____ Provided records

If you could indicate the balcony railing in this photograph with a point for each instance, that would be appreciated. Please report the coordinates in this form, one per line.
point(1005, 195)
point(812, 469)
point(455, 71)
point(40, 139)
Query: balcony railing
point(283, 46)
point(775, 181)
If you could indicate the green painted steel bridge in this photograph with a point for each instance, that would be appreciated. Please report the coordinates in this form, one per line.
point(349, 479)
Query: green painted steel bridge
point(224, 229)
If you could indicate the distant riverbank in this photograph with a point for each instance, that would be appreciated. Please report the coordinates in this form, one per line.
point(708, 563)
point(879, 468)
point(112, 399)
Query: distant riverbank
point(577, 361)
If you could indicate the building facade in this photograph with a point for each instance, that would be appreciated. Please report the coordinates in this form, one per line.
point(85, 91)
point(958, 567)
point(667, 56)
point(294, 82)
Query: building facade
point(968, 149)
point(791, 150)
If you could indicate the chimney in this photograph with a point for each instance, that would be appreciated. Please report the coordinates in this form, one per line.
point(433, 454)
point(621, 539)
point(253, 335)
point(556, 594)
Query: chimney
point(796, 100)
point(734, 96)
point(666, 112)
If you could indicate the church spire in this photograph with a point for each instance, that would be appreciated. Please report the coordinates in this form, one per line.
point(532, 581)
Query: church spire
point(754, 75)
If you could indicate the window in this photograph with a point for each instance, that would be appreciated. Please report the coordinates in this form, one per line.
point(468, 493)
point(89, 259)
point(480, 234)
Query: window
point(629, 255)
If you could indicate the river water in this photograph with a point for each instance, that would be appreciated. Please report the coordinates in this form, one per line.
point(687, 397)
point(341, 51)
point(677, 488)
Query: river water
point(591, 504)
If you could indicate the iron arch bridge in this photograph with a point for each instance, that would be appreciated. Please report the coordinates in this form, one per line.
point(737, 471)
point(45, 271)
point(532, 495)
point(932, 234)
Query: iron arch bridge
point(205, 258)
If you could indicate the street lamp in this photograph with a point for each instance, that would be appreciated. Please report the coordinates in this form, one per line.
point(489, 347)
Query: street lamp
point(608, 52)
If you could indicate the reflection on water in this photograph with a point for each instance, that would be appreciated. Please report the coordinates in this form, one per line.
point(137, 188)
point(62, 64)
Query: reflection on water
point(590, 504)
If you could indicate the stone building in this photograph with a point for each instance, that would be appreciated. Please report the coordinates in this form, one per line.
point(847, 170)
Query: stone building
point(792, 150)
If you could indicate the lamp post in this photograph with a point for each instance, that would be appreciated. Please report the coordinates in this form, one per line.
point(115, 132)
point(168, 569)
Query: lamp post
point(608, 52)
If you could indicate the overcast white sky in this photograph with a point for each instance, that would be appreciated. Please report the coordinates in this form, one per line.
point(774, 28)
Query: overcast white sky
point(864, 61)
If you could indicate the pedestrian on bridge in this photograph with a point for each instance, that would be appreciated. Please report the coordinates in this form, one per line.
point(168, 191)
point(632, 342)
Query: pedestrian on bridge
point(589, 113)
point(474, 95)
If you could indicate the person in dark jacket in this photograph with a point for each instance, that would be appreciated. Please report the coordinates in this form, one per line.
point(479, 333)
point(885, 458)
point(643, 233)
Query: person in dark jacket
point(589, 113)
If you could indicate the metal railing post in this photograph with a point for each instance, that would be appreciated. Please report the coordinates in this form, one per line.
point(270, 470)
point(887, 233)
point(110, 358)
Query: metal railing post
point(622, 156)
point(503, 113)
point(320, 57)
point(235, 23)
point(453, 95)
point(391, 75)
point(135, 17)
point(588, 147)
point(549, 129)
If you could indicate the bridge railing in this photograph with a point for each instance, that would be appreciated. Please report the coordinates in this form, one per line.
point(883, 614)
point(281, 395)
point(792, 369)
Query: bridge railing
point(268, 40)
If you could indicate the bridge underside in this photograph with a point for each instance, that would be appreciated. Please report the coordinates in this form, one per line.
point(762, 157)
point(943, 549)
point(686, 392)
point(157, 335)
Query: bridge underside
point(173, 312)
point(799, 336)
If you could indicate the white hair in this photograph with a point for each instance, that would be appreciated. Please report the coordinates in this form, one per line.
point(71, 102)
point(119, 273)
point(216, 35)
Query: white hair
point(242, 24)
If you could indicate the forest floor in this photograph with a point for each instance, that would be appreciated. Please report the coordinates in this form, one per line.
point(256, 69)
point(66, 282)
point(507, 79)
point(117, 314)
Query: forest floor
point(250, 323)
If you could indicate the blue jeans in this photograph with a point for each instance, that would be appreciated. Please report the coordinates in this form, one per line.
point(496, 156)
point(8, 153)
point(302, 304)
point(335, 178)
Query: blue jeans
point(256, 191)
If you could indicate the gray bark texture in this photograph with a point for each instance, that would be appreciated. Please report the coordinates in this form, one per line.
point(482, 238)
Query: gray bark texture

________

* _Task goal_
Please transcribe the listing in its entirety, exactly.

* _Solution_
If you could indicate the balcony railing in this photograph with a point for each instance, that would be appreciated. Please report the coordinates in this form, one per line.
point(1005, 195)
point(812, 469)
point(455, 71)
point(40, 139)
Query: balcony railing
point(283, 46)
point(775, 181)
If you could indicate the green painted steel bridge in this photograph with a point for each instance, that would be appreciated. Please report the coordinates in this form, one per line.
point(349, 479)
Query: green painted steel bridge
point(224, 229)
If you could indicate the distant riverbank in this photograph with a point for each instance, that would be appreciated. Please report the coordinates in this form, one per line.
point(708, 563)
point(879, 468)
point(112, 399)
Query: distant riverbank
point(577, 361)
If you could indicate the building facade in this photograph with a point for each instance, that would be appreciated. Please report the coordinates in this form, one per line.
point(85, 91)
point(958, 567)
point(667, 56)
point(294, 82)
Query: building facade
point(968, 149)
point(791, 150)
If you could indicate the chimney in this photograph with a point for each instance, that would be appreciated. Please report the coordinates in this form, one per line.
point(433, 454)
point(621, 539)
point(253, 335)
point(556, 594)
Query: chimney
point(796, 100)
point(734, 96)
point(666, 112)
If you could indicate the church spire in this photograph with a point for each instance, that would be appreciated. Please report the coordinates in this form, one per line.
point(532, 581)
Query: church spire
point(754, 75)
If you could indicate the window in this photograph with a point for each instance, that would be appreciated. Please report the coordinates in this form, one per line.
point(468, 493)
point(89, 259)
point(480, 234)
Query: window
point(629, 255)
If you could indicate the river water in this photograph with a point for each instance, that would be appreciated. Please report the coordinates in this form, one per line.
point(687, 397)
point(341, 51)
point(677, 488)
Query: river water
point(591, 504)
If you could indicate the iron arch bridge in this photograph with a point for each instance, that would be appreciated. Please report the coordinates in this form, one per line.
point(737, 471)
point(45, 271)
point(532, 495)
point(932, 234)
Query: iron arch bridge
point(205, 258)
If you could indicate the street lamp in this photograph with a point for each instance, that would be appreciated. Please report the coordinates in this form, one per line.
point(489, 347)
Query: street lamp
point(608, 52)
If you could indicate the reflection on water in this photograph with a point for each instance, that would be appreciated. Please report the coordinates in this form, one per line.
point(137, 188)
point(62, 64)
Query: reflection on water
point(590, 504)
If you could indicate the stone building in this photograph with a point for each instance, that would be appreciated. Please report the coordinates in this form, one per line.
point(847, 170)
Query: stone building
point(792, 150)
If you could indicate the lamp post in this photograph with a point for each instance, that would be appreciated. Please report the coordinates in this form, one per line.
point(115, 132)
point(168, 569)
Query: lamp post
point(608, 52)
If you could indicate the overcast white sky in this photograph with a point for each instance, that would be appreciated. Please report the coordinates in this form, one per line.
point(774, 28)
Query: overcast white sky
point(864, 61)
If you could indicate the pedestrian on bridge in this photograph with a point for each instance, that would be appreciated. Please report the coordinates in this form, one per line.
point(168, 191)
point(632, 342)
Query: pedestrian on bridge
point(589, 113)
point(474, 95)
If you could indicate the person in dark jacket in this photograph with a point for each instance, that would be appreciated. Please report the coordinates in this form, one per line.
point(479, 333)
point(885, 458)
point(643, 233)
Query: person in dark jacket
point(589, 113)
If you could indicate the metal railing post in this photograph with a point for each instance, that would be appreciated. Please report the coordinates in this form, one per line.
point(270, 470)
point(887, 233)
point(110, 358)
Query: metal railing post
point(622, 156)
point(503, 113)
point(320, 57)
point(235, 23)
point(453, 95)
point(391, 75)
point(135, 17)
point(588, 147)
point(549, 129)
If you could indicate the bridge railing in this photograph with a point for each instance, that would be appreciated. Please report the coordinates in this form, one per line.
point(883, 614)
point(281, 395)
point(792, 369)
Query: bridge railing
point(268, 40)
If you could indicate the bridge underside in this photograph with a point for each instance, that would be appreciated. Please report the coordinates in this form, one per line.
point(762, 157)
point(943, 549)
point(686, 392)
point(157, 335)
Query: bridge underside
point(173, 312)
point(799, 336)
If you could indicate the white hair in this photograph with a point for each instance, that would be appreciated. Please report the coordinates in this form, one per line.
point(71, 102)
point(119, 273)
point(216, 35)
Query: white hair
point(242, 24)
If you could indicate the forest floor in this photograph with a point for each instance, that would be appreciated. Please report the coordinates in this form, one per line.
point(256, 69)
point(66, 282)
point(507, 79)
point(117, 314)
Query: forest floor
point(250, 323)
If you could indicate the blue jeans in this photograph with a point for each instance, that would be appreciated. Please report the coordinates in this form, one per line.
point(496, 156)
point(8, 153)
point(302, 304)
point(335, 178)
Query: blue jeans
point(256, 191)
If you could indicate the gray bark texture in this photograph with a point for each instance, that would be appreciated. Please report the coordinates in this form, one per line.
point(482, 238)
Query: gray bark texture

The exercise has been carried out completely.